Starting with the first line and ending with the last, transcribe the data exactly.

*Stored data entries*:
-*-*-
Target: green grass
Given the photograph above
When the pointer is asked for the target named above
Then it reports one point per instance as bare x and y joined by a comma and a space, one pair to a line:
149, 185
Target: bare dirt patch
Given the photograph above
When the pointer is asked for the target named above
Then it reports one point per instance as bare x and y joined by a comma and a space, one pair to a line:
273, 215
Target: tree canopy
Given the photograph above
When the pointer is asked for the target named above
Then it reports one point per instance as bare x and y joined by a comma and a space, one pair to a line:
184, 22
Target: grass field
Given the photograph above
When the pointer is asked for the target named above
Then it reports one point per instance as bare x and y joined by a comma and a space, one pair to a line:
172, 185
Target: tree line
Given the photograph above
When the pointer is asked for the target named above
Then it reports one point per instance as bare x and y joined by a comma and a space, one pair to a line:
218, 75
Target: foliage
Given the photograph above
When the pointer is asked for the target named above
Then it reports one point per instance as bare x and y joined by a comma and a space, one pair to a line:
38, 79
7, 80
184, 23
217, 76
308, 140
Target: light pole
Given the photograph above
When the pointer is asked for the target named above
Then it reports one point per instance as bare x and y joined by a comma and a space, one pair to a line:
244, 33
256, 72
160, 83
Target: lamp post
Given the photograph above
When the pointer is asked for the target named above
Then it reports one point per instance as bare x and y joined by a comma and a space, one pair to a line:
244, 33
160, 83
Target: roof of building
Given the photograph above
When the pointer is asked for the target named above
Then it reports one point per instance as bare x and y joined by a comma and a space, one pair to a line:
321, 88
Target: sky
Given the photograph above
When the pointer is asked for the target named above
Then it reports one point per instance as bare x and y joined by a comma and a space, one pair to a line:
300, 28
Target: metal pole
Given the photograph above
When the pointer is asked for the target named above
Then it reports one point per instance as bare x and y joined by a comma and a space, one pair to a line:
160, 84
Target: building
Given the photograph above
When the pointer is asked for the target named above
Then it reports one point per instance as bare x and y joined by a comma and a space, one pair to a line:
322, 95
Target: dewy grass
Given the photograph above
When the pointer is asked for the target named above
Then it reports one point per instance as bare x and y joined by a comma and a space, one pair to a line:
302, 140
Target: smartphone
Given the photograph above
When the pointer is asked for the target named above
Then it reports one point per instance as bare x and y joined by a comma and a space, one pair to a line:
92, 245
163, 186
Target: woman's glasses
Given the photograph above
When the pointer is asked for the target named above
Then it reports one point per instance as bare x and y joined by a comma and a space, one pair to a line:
-*-*-
*Solution to the problem*:
Target: green grass
Given the photograph above
When the pointer is asked for the target named above
Then it reports one point per instance as bare x and y joined by a comma and a space, one pair to a line:
149, 185
Target: bare dirt patch
Given the photograph above
When the pointer is asked for the target named above
Then it reports one point per instance as bare x and y joined by a comma and a space, one pair to a line:
273, 215
Target: tree canopy
Given the photograph above
When the pointer is asked for the target named above
Then it reports one point per instance as bare x and y joined by a comma and a space, one pair to a line:
184, 22
Target: grass field
Given the photograph above
When the pointer is asked for the target named above
Then it reports one point per instance as bare x and y joined by a comma and a space, one pair to a line:
172, 185
Target: tree line
Given the photograph above
When the pointer is asked for the target named above
Then it reports one point per instance as bare x and y joined by a comma and a space, one pair to a line:
218, 75
Target: foliage
Given the photograph above
When the pointer is asked for the target named above
Then it reports one point per instance as bare x and y joined by a comma and a space, one pair to a line:
38, 79
7, 80
184, 23
217, 76
308, 140
Target: light pole
Given the photograph above
When the pointer is asked for the target named above
Then it reports one point per instance as bare x and y joined by a comma and a space, one pair to a line:
244, 33
256, 72
160, 83
Target: lamp post
Given the photograph above
When the pointer is asked for the target named above
Then it reports one point per instance as bare x and y joined by a comma and a space, one pair to a line:
244, 33
160, 83
Target: roof of building
Given the photograph above
When the pointer is asked for the target named above
Then it reports one point per instance as bare x and y joined by a comma and a space, one pair to a line:
321, 88
Target: sky
Given the photograph above
When the pointer is asked for the target named above
Then it reports one point per instance as bare x and y joined by a comma and a space, one pair to a line:
300, 28
Target: metal pole
Given the photograph above
When the pointer is asked for the target named above
Then it reports one point per instance as bare x and y joined by a comma and a space, one pair to a line:
160, 84
Target: building
Given the photograph above
When the pointer is asked for the target named above
Then it reports one point per instance as bare x and y joined by a comma and a space, one pair to a line:
322, 95
Target: dewy grass
Given the photograph above
When the pointer is asked for the target named above
Then it reports one point per instance as bare x and y joined by a comma and a space, one pair to a line:
302, 140
Target: smartphone
Given the photograph above
When the pointer is asked for the target named above
Then it reports one point per instance as bare x and y joined by a comma and a space, one pair to a line:
92, 245
163, 186
Target: woman's glasses
Given the photograph above
When the pointer is asked for the target named above
Then it reports one point per instance as bare x and y joined by a comma and a space, one pair to a line:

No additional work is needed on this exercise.